[Stored items]
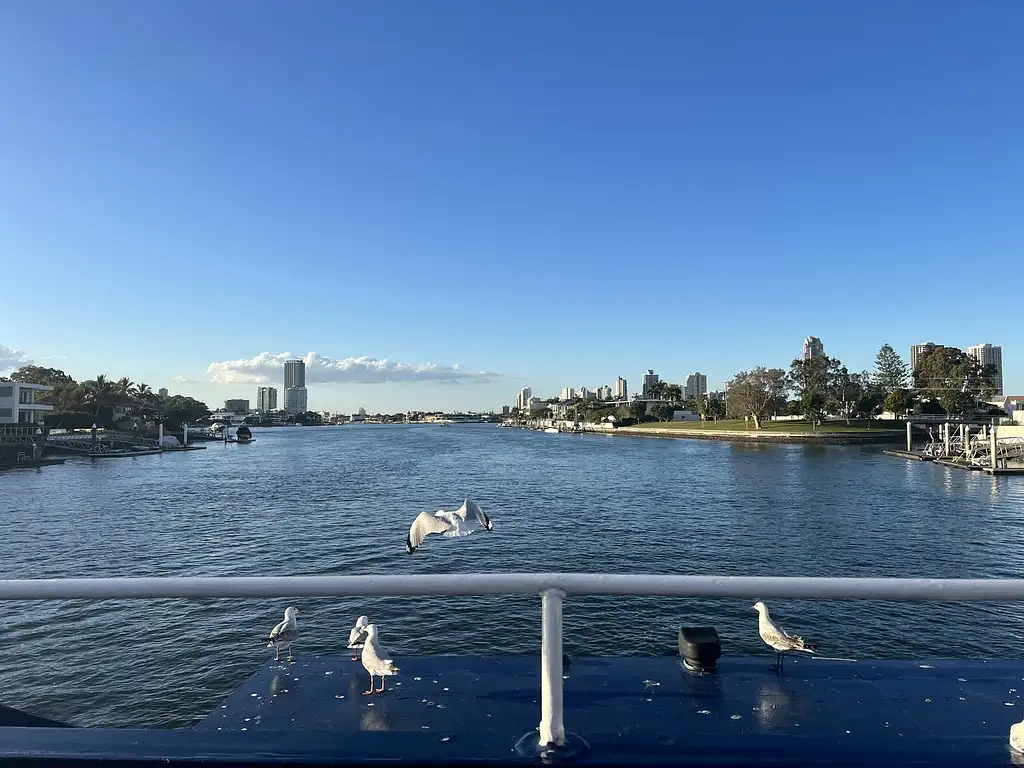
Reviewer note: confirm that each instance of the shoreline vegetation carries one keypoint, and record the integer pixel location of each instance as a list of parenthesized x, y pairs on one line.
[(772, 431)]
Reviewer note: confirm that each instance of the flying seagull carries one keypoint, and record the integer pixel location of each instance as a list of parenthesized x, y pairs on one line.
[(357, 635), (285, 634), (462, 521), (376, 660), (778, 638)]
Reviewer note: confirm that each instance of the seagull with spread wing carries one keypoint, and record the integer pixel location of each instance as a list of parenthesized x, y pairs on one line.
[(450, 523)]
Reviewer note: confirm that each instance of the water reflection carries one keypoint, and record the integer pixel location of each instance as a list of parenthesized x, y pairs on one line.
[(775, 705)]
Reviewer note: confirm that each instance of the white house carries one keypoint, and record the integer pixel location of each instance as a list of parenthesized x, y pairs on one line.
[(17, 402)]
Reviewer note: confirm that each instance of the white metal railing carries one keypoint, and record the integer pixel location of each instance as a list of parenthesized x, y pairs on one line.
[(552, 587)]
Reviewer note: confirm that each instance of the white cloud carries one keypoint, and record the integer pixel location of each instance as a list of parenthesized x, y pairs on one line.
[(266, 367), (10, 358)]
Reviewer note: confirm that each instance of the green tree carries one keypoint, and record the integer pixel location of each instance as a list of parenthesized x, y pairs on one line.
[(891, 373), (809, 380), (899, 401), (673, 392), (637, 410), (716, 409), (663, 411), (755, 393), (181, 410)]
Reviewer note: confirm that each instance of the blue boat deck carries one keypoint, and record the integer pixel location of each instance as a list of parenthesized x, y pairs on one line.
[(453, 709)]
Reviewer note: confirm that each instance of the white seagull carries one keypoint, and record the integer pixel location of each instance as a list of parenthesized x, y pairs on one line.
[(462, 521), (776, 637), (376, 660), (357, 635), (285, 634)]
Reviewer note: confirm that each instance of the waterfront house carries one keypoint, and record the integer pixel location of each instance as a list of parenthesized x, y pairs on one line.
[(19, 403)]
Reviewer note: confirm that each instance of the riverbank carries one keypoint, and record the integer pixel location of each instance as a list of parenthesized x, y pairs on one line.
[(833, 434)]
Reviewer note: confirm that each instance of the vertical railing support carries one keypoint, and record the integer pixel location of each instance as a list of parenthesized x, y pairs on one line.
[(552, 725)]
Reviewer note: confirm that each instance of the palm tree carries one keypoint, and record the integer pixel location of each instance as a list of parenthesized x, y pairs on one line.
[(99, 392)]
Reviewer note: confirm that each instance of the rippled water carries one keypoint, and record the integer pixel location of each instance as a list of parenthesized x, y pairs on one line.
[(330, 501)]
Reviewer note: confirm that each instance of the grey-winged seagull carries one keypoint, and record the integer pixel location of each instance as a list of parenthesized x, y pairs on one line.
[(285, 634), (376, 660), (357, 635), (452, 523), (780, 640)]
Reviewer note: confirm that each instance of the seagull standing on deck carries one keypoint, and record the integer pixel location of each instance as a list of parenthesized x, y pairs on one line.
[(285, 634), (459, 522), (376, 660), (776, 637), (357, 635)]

■ Requirement ■
Copy out all of the lines above without changing a word, and leave the pictures out.

■ Solution to the exercise ■
Reviewer note: confirm that each instance of the shoreline vegetation carries one keypoint, and record the integer pixel location of each instance as a list of parenthesized x, y pairs on one line.
[(772, 431)]
Reviewer note: confirm that each instance of the flying seagull carries one keypoint, and record the integer pixel location of each instance as a list of parenthesized x, y pairs on one line.
[(357, 635), (285, 634), (462, 521), (376, 660), (778, 638)]
Reviewer note: confirm that each instance of the seagull with spread wing carries one keypoint, and record the integer pixel location of each instance as a list of parenthesized x, y pairs on one line.
[(450, 523)]
Reviewer note: confirm that each instance of the water reflection carries one keypoint, and record the integer pixel location of each instance as a list of parenthesized x, y pairs on one line.
[(775, 705)]
Reviewer note: confirm that each instance of the white house carries one keypoint, and record the integer pixel location of each instance as a list of parenthesized x, y pairs on one line.
[(17, 402)]
Reviewer note: confirm that each instance of the white metal railing carries one keypoint, and record the integer pixel location of each instance as a list of parenthesized x, y pairs on one line.
[(552, 587)]
Reviewer note: confirm that each instance of the white cloud carries one keypoint, and record the integer pixel location of each instance as a list of parenthesized x, y pairs on one line.
[(266, 367), (10, 358)]
Reviewer note: confirm that each instance of the green tree carries one keypoint, and record the integer pixel location of each instance as a list of parenthesized x, y pairs on one line.
[(891, 373), (809, 380), (899, 401), (673, 392), (637, 410), (716, 409), (663, 411), (755, 393), (181, 410)]
Reviewer note: confirm that each instance of the blue boat deck carries one keypoint, and record the integer pixel location of each instance as a list of parenthesized x, y pairs on one line.
[(453, 709)]
Reviewer note: confirm that each instance of the white seagull carries one keypoint, and record the integer pixel location of each instance as a list of parenthesized x, y pairs on one line.
[(462, 521), (776, 637), (376, 660), (357, 635), (285, 634)]
Reviewer note: confirm that each instance of the waterfront house carries one keypoint, and record the integer pixel location of each instance as a list of parenthesized x, y pairs on one line.
[(19, 403)]
Reviewer note: confirm that each instance of the riverbank carries one keypoint, and record the integer pixel location of each instance as a list of parenthesized x, y pairs on one line.
[(833, 434)]
Reviewer note: confirm that each instance of the vertical railing support carries one keypoint, and record the integer pixel location of each instance as a list of parenthesized x, y pairs on one line.
[(552, 725)]
Reviewer note: confirm that each instance of the palm tree carries one keypoint, and record the integer pixel location of each instance as a list of parenthesized x, y pairs on one line.
[(99, 392)]
Reviewer note: confirm that each instance of the rippled water carries one keypoint, and record the integer pixel location of each instance as a list of parenthesized x, y pairs on one line.
[(330, 501)]
Reviewer note: confirm that each instance of the grey-winged seagull carries one keypoint, and record the integer pixel location of each instance as a list of parenthesized x, y pairs on one line.
[(285, 634), (376, 660), (357, 635), (452, 523), (780, 640)]
Reviewer note: confirm that each instance of the seagull standing on deck carries one keypoint, and record the integer pixel location of each instance as a list of parenthesized x, y pairs on one line.
[(285, 634), (459, 522), (376, 660), (776, 637), (357, 635)]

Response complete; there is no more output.